• Task objective
Set down all of the data that follows, keeping every character.

═══ Information shown

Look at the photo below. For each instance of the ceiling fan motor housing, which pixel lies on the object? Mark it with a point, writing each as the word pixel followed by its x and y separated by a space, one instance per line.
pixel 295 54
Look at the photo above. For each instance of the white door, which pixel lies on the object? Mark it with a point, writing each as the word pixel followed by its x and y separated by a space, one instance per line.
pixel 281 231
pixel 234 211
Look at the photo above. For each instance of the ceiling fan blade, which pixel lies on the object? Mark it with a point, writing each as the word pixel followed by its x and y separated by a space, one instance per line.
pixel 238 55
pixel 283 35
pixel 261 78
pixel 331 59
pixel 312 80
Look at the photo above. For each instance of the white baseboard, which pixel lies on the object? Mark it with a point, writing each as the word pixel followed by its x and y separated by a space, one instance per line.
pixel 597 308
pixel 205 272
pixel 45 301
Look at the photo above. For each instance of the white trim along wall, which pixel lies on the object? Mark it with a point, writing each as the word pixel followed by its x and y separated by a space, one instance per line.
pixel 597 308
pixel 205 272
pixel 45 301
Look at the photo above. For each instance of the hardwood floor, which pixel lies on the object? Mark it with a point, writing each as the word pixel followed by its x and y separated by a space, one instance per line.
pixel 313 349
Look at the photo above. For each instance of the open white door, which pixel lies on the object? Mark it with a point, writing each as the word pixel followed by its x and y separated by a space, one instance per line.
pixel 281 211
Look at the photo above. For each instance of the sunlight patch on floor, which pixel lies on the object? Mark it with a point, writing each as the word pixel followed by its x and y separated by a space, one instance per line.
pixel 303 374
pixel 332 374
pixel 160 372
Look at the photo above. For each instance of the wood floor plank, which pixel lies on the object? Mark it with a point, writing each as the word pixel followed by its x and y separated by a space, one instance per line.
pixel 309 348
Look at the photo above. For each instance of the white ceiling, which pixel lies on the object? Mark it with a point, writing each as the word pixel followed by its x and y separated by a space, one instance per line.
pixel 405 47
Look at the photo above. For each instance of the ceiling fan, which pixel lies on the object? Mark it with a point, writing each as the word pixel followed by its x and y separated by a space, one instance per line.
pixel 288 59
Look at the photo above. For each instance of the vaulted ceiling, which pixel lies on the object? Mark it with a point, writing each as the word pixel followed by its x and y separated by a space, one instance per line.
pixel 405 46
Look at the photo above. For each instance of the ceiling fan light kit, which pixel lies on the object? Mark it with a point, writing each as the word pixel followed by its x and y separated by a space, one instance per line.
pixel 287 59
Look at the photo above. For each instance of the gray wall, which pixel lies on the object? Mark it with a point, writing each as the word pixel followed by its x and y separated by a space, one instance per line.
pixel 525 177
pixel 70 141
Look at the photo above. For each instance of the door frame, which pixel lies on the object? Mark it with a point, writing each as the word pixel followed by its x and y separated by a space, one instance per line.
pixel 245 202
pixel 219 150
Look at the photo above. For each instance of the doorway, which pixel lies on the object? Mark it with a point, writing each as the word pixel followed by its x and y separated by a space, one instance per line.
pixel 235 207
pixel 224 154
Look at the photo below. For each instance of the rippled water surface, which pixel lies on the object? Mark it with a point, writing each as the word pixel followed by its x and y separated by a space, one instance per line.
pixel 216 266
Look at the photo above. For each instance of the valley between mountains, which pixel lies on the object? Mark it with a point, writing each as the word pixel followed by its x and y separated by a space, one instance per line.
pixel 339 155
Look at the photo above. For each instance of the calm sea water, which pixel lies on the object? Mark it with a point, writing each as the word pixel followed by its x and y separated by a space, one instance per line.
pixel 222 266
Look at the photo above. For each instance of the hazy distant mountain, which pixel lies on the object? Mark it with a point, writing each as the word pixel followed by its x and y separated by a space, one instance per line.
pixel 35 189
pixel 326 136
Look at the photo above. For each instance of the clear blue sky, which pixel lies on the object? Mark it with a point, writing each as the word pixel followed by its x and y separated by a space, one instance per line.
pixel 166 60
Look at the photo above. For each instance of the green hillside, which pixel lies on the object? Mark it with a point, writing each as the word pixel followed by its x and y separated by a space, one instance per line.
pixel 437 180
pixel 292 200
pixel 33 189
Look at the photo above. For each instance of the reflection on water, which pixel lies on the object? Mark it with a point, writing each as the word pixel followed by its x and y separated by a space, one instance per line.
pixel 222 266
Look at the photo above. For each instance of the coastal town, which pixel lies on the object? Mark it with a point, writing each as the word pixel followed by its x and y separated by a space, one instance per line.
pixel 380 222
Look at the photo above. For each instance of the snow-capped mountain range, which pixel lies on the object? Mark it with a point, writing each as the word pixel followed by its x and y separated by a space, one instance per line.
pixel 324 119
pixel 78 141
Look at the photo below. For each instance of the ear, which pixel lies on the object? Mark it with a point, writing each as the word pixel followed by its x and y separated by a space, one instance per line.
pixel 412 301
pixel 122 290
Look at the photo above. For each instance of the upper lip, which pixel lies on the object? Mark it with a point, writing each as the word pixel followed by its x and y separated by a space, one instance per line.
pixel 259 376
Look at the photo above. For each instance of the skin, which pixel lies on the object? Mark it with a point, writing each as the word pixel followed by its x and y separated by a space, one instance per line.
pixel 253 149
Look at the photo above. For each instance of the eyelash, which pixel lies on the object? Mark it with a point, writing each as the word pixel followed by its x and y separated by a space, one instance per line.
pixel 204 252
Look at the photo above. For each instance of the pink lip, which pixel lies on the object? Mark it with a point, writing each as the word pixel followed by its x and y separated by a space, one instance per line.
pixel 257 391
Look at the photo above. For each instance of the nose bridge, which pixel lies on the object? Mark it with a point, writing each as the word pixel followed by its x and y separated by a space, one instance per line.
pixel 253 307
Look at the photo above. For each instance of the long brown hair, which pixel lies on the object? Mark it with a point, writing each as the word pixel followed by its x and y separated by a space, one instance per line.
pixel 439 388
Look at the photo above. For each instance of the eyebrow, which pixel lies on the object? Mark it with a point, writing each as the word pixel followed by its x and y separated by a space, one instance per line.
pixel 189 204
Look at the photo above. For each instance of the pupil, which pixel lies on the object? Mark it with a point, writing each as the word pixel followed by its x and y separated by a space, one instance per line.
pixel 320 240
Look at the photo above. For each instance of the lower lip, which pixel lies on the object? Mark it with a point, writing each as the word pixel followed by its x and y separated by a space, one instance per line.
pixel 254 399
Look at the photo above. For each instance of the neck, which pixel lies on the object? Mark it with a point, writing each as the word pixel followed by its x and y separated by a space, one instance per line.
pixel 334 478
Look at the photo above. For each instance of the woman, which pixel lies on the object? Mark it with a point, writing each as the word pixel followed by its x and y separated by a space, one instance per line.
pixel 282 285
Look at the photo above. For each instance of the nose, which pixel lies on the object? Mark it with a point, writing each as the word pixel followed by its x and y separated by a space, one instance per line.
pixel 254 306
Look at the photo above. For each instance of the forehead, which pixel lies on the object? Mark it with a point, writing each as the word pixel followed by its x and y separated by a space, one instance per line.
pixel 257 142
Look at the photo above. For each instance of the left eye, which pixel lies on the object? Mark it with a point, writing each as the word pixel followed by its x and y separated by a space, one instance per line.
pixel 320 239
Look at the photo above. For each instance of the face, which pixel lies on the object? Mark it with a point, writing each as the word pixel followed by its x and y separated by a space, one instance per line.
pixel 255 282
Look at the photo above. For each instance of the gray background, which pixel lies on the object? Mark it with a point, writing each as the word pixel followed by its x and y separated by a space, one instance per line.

══════

• Answer to this task
Look at the photo below. For each instance of the ceiling fan motor housing, which pixel lies on the object? Mark it with a point, writing each as the word pixel followed by its x and y separated by a space, one instance per line.
pixel 295 54
Look at the photo above. For each instance of the white door, which pixel lies on the object? Mark it with a point, writing each as the word pixel followed by its x and y separated by a space, one instance per line.
pixel 281 231
pixel 234 211
Look at the photo above. For each instance of the ceiling fan blade, which pixel lies on the object? Mark it with a point, writing each as the word pixel followed by its x and y separated by a space, one instance per line.
pixel 238 55
pixel 283 35
pixel 261 78
pixel 331 59
pixel 312 80
Look at the photo above. For each instance of the white baseboard, which pixel lies on the object? Mark it with a point, writing each as the word pixel followed by its x and y separated by a space, one instance per line.
pixel 597 308
pixel 205 272
pixel 45 301
Look at the photo above. For each instance of the white trim along wall, which pixel lies on the object? Mark it with a point, writing each as the word pixel followed by its x and y separated by a space, one instance per line.
pixel 597 308
pixel 205 272
pixel 45 301
Look at the photo above. For each instance of the hardwood floor, which pixel lies on the object? Mark it with a point, writing each as the word pixel followed by its x and y separated by a space, one instance per line.
pixel 313 349
Look at the photo above. For each instance of the open white door, which pixel lies on the object? Mark it with a point, writing each as the word pixel followed by its x and y separated by a space, one instance per line.
pixel 281 211
Look at the photo above. For each instance of the sunlight patch on floor, which pixel lies on the object? Mark it with a point, writing each as the word pixel followed by its x and y separated by a space, one instance per line.
pixel 303 374
pixel 332 374
pixel 160 372
Look at the photo above. For each instance of the wood floor plank, which pixel lies on the object? Mark it with a point, writing each as the word pixel followed by its x and y separated by a space, one instance per line.
pixel 309 348
Look at the photo above. For each instance of the white ceiling, which pixel lies on the object? Mark it with a point, writing each as the word pixel followed by its x and y separated by a space, one instance per line.
pixel 405 47
Look at the photo above. For each instance of the ceiling fan, which pixel lies on the object? Mark it with a point, writing each as the word pixel followed by its x and y separated by a space, one instance per line.
pixel 288 59
Look at the photo above. For each instance of the vaulted ceiling, which pixel lies on the object? Mark it with a point, writing each as the word pixel followed by its x and y separated by a space, one instance per line.
pixel 405 46
Look at the photo above. For each instance of the ceiling fan light kit, which pixel lies on the object? Mark it with a point, writing each as the word pixel followed by its x and y separated by a space, one instance per line.
pixel 287 59
Look at the photo above. For each instance of the gray wall, which pixel lies on the object? Mark it with a point, writing each as the word pixel followed by its x and y separated by a space, one instance per line.
pixel 525 177
pixel 70 141
Look at the photo above. For each instance of the door frame, which pixel lies on the object? Mark it with a point, writing each as the word pixel followed by its x and y separated by a space, one instance per line.
pixel 245 202
pixel 219 150
Look at the photo above. For each instance of the doorway, which pixel lies on the object? Mark it with a point, writing each as the word pixel followed by its x and y separated by a space, one instance per line.
pixel 235 207
pixel 224 154
Look at the photo below. For each instance of the rippled water surface, which pixel lies on the object? Mark it with a point, writing each as the word pixel followed by its x and y separated by a space, one instance per line.
pixel 216 266
Look at the photo above. For each instance of the valley between mountains, which pixel lies on the object? Mark it with a point, writing each as the word pixel followed by its x and y separated by a space, one instance per line.
pixel 339 155
Look at the photo above. For each instance of the calm sea water, which pixel lies on the object? Mark it with a point, writing each as the word pixel followed by its x and y separated by a space, one instance per line.
pixel 222 266
Look at the photo above. For each instance of the hazy distant mountain, which pixel lies on the object? Mark it with a point, writing each as the word pixel followed by its x and y separated by a space, one instance per line.
pixel 35 189
pixel 326 136
Look at the photo above. For each instance of the clear blue sky, which pixel lies on the object? Mark it with a point, writing each as the word pixel followed by its x and y separated by a space, one instance per line.
pixel 166 60
Look at the photo above. For each instance of the green hillside, which pixel lies on the object? Mark it with a point, writing each as the word pixel followed by its x and y separated by a space, one instance per line.
pixel 437 180
pixel 292 200
pixel 33 189
Look at the photo above. For each instance of the reflection on water, which pixel lies on the object? Mark it with a point, writing each as the word pixel followed by its x and y separated by a space, one instance per line.
pixel 222 266
Look at the photo above. For each instance of the coastal town, which pixel lies on the object? Mark it with a point, writing each as the word pixel followed by its x and y separated by a space, one instance per line.
pixel 380 222
Look at the photo above. For each instance of the snow-capped mountain range, which pixel lies on the object? Mark it with a point, writing each as the word pixel followed by its x and y separated by a space, one instance per line.
pixel 324 119
pixel 78 141
Look at the photo below. For each instance of the ear, which pixel lies on the object? Mark it with a point, writing each as the word pixel followed by its x and y separated by a space, one instance per line.
pixel 412 301
pixel 122 290
Look at the photo above. For each instance of the upper lip, which pixel lies on the object? Mark it with a point, writing each as the word pixel followed by its x and y separated by a space, one instance per line.
pixel 259 376
Look at the photo above. For each instance of the skin, which pixel lies on the object? Mark it with a point, writing each as the word pixel followed by its x and y separated by a space, one instance per line.
pixel 253 149
Look at the photo above. For each instance of the eyelash, which pixel lies on the object? Mark it with a point, writing each as the word pixel followed by its x and y separated by a space, one instance per line.
pixel 204 252
Look at the photo above. For each instance of the pink lip, which pixel lies on the object? Mark it with a point, writing each as the word pixel followed by its x and y separated by a space, one instance per line.
pixel 257 391
Look at the photo above. For each instance of the nose bridge, which pixel lies on the object? Mark it with a point, writing each as the word pixel followed by its x and y separated by a space, one instance per line.
pixel 253 307
Look at the photo above. For each instance of the long brown hair, which pixel lies on the object? Mark it with a point, writing each as the word pixel followed by its x and y separated by a space, one instance per line.
pixel 439 388
Look at the photo above. For each instance of the eyebrow, which pixel lies on the object? Mark it with a point, writing each as the word pixel followed by its x and y separated by a space, one instance per line.
pixel 189 204
Look at the photo above. For each instance of the pupil, which pixel lies on the object? Mark it with a point, writing each as the word pixel followed by its x and y separated by a space, one instance per line.
pixel 320 240
Look at the photo above. For each instance of the lower lip, which pixel lies on the object? Mark it with a point, writing each as the word pixel followed by its x and y separated by a space, one instance per line.
pixel 254 399
Look at the photo above. For each instance of the neck, which pixel lies on the object? Mark it with a point, writing each as the word pixel followed by its x and y separated by a space, one instance per line.
pixel 334 478
Look at the photo above. For each instance of the woman, which pixel lies on the object? Mark it with a point, writing each as the word pixel followed by its x and y separated by a space, one instance per line.
pixel 282 285
Look at the photo above. For each instance of the nose, which pixel lies on the object? Mark it with a point, writing each as the word pixel followed by its x and y separated by a space, one instance per line.
pixel 254 306
Look at the photo above. For each instance of the forehead, which pixel lies on the object? Mark it with a point, writing each as the word pixel followed by its x and y separated by a space, one instance per line.
pixel 257 142
Look at the photo above. For each instance of the left eye, which pixel lies on the object? Mark it with a point, writing each as the word pixel followed by its x and y separated by a space, one instance per line.
pixel 320 239
Look at the photo above. For each instance of the face, which pixel lies on the object? Mark it with a point, writing each as the word pixel followed by its x and y separated by a space, one instance per line.
pixel 255 282
Look at the photo above. For each instance of the gray background, which pixel lies on the object? Mark it with a point, writing each as the word pixel followed by its x and y separated by a space, one instance per line.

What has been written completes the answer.